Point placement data
_ _ _ _ _ _ _

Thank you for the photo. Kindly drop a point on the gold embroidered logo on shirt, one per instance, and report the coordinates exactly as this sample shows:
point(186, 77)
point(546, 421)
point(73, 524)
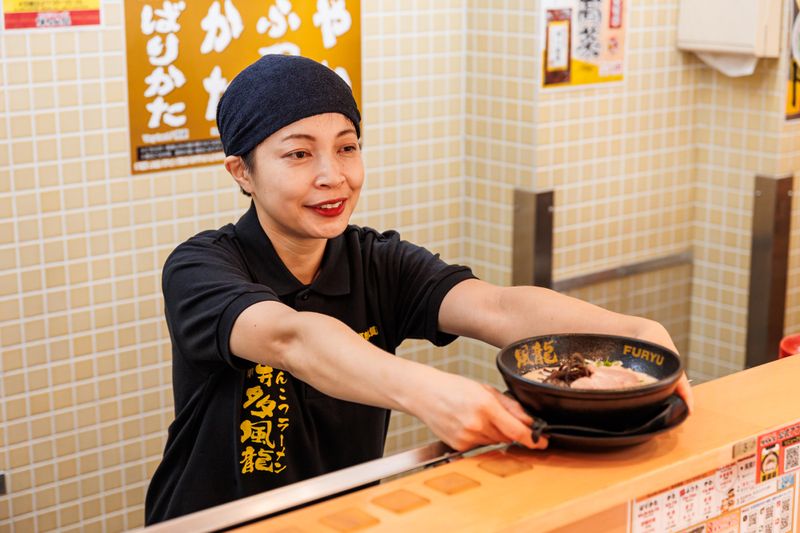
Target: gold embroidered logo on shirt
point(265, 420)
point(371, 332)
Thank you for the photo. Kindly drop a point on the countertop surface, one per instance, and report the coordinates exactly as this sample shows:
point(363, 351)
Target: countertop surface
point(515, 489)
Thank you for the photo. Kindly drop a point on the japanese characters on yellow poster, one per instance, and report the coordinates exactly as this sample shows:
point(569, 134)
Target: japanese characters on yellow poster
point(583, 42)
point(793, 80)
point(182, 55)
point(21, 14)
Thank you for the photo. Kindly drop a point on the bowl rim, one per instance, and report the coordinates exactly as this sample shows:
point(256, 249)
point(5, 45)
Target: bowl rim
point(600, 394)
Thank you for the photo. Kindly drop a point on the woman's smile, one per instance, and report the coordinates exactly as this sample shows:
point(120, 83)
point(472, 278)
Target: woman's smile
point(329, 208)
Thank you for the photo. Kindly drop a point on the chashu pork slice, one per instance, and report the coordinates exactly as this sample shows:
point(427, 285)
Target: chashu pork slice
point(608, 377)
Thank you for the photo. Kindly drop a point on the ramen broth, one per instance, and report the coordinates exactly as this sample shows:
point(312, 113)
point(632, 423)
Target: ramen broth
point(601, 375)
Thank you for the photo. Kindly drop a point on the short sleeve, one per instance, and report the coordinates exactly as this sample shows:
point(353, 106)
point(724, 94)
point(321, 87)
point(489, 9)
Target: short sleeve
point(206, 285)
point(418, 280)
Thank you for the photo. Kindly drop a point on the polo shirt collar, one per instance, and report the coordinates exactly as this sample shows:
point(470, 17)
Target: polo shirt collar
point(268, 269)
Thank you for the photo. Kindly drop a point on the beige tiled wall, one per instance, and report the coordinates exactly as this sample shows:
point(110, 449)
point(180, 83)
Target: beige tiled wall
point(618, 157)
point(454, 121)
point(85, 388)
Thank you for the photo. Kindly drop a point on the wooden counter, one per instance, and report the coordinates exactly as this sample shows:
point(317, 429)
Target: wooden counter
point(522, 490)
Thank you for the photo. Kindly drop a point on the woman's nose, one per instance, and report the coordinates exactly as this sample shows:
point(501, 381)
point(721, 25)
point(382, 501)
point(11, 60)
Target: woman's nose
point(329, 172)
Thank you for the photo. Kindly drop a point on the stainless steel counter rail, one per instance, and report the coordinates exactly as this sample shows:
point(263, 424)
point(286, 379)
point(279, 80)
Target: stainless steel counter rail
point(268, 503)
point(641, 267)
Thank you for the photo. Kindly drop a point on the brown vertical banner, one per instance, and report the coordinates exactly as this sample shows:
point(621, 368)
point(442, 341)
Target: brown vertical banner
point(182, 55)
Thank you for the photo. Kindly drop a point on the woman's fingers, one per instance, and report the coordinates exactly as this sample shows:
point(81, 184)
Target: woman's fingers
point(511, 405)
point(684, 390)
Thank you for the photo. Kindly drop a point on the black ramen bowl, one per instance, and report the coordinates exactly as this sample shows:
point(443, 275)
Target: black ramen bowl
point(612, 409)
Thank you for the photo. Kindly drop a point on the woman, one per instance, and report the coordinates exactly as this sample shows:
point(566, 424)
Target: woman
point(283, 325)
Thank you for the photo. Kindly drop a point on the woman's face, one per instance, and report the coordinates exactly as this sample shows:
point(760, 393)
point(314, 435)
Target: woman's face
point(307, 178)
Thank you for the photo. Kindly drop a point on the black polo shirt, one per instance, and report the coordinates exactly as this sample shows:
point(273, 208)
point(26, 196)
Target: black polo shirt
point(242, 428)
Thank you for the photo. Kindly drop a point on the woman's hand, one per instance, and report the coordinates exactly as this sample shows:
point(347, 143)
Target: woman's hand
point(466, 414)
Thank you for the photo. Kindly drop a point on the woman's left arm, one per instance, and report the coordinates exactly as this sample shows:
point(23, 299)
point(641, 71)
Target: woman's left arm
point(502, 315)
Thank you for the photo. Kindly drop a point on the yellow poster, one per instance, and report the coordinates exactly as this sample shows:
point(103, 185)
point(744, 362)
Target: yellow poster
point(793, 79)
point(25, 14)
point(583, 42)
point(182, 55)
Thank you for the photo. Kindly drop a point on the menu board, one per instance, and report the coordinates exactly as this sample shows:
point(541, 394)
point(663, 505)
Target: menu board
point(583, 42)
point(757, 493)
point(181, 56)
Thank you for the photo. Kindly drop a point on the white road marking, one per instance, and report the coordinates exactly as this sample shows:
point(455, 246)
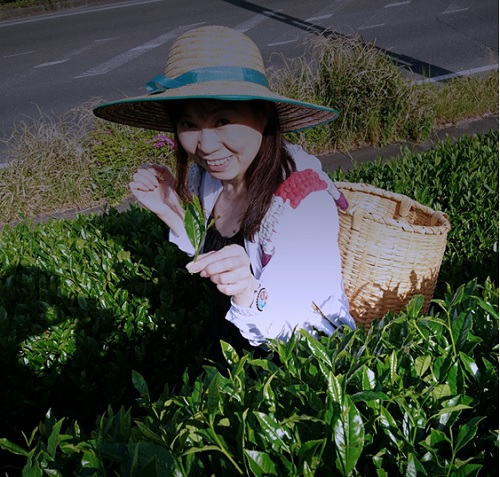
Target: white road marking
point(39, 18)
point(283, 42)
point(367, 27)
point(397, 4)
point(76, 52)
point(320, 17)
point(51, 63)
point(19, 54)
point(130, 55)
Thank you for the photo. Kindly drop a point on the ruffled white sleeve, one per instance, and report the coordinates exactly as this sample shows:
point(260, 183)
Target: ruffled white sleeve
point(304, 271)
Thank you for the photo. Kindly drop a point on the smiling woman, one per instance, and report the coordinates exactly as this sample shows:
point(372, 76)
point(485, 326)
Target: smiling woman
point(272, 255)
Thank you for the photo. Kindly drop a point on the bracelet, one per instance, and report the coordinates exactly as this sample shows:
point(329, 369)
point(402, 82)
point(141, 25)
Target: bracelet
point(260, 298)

_ _ _ _ _ _ _

*What you are asked to do*
Please rewrite the data from the line with "on the white" up to and including its last line, requests included, and shift every answer coordinate by adding 92 to each number while keeping the requests and their sample coordinates unchanged. Leave the pictures out of your copy.

*Answer in full*
Thank you for the photo. Kindly drop a point on the white road marking, one per instance, and report the coordinates exactly as this sample shows:
point(455, 246)
Target: white road marking
point(131, 110)
point(375, 134)
point(459, 119)
point(489, 96)
point(168, 144)
point(412, 109)
point(143, 155)
point(111, 146)
point(222, 147)
Thank you for the photo. Kindly drop a point on the ruffled white sleeve, one per instance, and report the coordinates exactly as this sample shows:
point(260, 183)
Target: ruffled white sleeve
point(396, 363)
Thank you for the photo. Kindly drop a point on the smiling woman, one per instance, and report the coordinates exactly as this sample shows:
point(372, 76)
point(485, 326)
Target: smiling woman
point(364, 347)
Thank you for the photo. Kindly drop a point on the bracelet, one per instance, and report the coordinates exactly as this sample shows:
point(329, 369)
point(402, 82)
point(141, 25)
Target: bracelet
point(352, 390)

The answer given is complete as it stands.